### [Work request]
Reproduce word for word the entire passage about the Lennoxtown Training Centre, including its heading.

### [Document section]

___

Lennoxtown Training Centre is Celtic's training centre, located at Lennoxtown, East Dunbartonshire in Scotland. The complex houses the club's training and educational facilities.

==Background==
Lennoxtown was designed to replace Celtic's former training ground at Barrowfield (a short distance east of the club's stadium Celtic Park in the east end of Glasgow). The complex is built on former NHS land adjacent to the vacated Lennox Castle Hospital and is located on a 46 acre site near the Campsie Fells; half of the site has been developed in Phase One of the project to provide the existing training facilities with the remaining land being left for development in Phase Two which will provide conference facilities and live-in dormitory areas for young players. The centre houses Celtic's entire professional footballing operation and will host the home games for Celtic's ladies team.

___

### [Given entries]
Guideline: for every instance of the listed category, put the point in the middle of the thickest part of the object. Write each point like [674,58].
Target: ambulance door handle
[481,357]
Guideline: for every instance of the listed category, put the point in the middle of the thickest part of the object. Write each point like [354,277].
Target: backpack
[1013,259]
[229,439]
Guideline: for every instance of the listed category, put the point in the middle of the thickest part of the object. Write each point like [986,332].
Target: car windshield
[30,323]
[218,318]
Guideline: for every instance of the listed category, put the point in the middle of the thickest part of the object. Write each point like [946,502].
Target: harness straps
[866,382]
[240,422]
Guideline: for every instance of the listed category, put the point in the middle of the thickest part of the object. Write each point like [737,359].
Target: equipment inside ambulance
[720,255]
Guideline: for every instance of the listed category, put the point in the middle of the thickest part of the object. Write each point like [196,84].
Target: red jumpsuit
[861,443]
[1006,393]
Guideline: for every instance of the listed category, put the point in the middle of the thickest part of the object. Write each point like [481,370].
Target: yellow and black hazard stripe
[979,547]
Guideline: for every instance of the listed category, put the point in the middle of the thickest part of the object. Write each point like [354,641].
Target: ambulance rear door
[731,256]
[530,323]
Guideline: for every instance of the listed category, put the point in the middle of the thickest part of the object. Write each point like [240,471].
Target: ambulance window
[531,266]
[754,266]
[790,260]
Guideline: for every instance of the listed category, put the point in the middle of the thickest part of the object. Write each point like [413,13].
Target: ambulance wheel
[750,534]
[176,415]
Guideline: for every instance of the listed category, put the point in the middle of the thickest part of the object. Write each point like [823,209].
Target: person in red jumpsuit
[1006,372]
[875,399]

___

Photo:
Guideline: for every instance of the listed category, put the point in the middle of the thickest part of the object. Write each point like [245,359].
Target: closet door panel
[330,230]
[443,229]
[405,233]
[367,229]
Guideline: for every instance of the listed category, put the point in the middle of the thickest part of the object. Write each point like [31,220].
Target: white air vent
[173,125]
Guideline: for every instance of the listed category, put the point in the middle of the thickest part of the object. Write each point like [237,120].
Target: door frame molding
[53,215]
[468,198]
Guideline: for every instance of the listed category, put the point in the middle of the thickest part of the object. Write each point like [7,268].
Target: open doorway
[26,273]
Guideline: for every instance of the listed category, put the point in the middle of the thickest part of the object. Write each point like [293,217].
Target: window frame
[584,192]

___

### [The completed task]
Lennoxtown Training Centre is Celtic's training centre, located at Lennoxtown, East Dunbartonshire in Scotland. The complex houses the club's training and educational facilities.

==Background==
Lennoxtown was designed to replace Celtic's former training ground at Barrowfield (a short distance east of the club's stadium Celtic Park in the east end of Glasgow). The complex is built on former NHS land adjacent to the vacated Lennox Castle Hospital and is located on a 46 acre site near the Campsie Fells; half of the site has been developed in Phase One of the project to provide the existing training facilities with the remaining land being left for development in Phase Two which will provide conference facilities and live-in dormitory areas for young players. The centre houses Celtic's entire professional footballing operation and will host the home games for Celtic's ladies team.